§ Directive
A faithful transcription of all the data is required.

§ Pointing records

###

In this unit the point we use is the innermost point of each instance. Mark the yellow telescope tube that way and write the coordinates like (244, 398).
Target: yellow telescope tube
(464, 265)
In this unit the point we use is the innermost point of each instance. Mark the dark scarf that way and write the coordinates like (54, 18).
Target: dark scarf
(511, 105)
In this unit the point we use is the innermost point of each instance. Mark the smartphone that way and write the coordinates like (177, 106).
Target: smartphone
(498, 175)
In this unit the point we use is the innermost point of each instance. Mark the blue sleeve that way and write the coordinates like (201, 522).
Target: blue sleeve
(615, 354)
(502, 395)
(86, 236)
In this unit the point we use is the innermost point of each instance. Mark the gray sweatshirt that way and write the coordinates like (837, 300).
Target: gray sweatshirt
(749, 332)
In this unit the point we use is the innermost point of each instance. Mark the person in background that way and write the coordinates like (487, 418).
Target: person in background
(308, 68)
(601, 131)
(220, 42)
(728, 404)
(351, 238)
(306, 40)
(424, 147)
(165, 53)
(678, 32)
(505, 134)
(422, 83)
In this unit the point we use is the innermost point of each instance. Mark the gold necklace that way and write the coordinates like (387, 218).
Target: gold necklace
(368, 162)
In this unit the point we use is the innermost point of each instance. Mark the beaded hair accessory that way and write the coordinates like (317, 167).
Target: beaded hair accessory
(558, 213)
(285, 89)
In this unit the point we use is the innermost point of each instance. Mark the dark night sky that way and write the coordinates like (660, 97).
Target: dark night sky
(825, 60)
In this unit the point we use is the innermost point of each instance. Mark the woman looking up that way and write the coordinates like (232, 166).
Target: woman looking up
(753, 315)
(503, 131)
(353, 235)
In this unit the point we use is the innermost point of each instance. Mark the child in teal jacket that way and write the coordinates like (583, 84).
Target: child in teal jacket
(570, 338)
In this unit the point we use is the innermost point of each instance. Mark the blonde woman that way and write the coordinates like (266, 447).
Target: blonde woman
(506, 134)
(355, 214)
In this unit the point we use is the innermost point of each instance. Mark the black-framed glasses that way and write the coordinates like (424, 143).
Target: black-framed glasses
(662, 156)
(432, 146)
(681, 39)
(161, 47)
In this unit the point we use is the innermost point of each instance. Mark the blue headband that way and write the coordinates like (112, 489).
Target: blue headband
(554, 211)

###

§ Solution
In this unit the point we use is the innermost point of each instance. Mark the yellow telescope tube that way and write the coordinates like (244, 398).
Target: yellow telescope tube
(464, 265)
In this unit the point we use is the innermost point of each instance. Mark the dark scarf that way and write the coordinates like (54, 18).
Target: dark scarf
(511, 105)
In this unit the point we use is the innermost point of each instance. Mark the smartphone that way and write the coordinates like (177, 106).
Target: smartphone
(498, 175)
In this unit the point we use is the innermost point of each instance. Mark the blue sleeve that way and write the coordinates like (201, 522).
Target: blue sleeve
(615, 354)
(502, 395)
(86, 236)
In this unit the point we use is the innermost point of each instance. Mark the gray sweatshirt that way and write the coordinates like (837, 300).
Target: gray sweatshirt
(749, 332)
In this unit the point we use is the innermost point of each instance. Mark the person in background that way and write the coordinates like (487, 418).
Target: person in background
(308, 68)
(601, 131)
(220, 42)
(728, 404)
(351, 238)
(306, 40)
(424, 147)
(165, 53)
(678, 32)
(505, 134)
(422, 83)
In this unit the point we use is the innermost point of each instance. Mark the gold necklace that way and write the coordinates like (387, 218).
Target: gold necklace
(368, 162)
In this unit the point we use is the innermost point of each instance. Mark the beaded hair accessory that way and write the coordinates like (317, 167).
Target: beaded hair accessory
(558, 213)
(285, 89)
In this unit the point we use is the innermost point of each instance. Mark the dark night sky that way and write the coordinates like (660, 97).
Target: dark night sky
(825, 60)
In this unit the point we use is the innermost point of each instance. Mark the woman looking up that way and write the coordinates like (232, 166).
Target: woman looking up
(753, 315)
(503, 131)
(353, 235)
In this unit the point we use is the innermost point of each instance. Mark the child in teal jacket that way and write the coordinates like (583, 84).
Target: child in teal jacket
(570, 338)
In this unit the point we use is the innermost point of each instance. Mark the blonde woman that way and write the coordinates like (266, 447).
Target: blonde woman
(506, 134)
(355, 214)
In this unit the point we use is the innermost point of each instance. Mark the black-framed glasses that way and write the coordinates like (424, 143).
Target: black-framed glasses
(662, 156)
(432, 146)
(681, 39)
(161, 47)
In this unit the point we use is the innermost point of each instance. Mark the blue headband that way and write the coordinates like (112, 489).
Target: blue headband
(554, 211)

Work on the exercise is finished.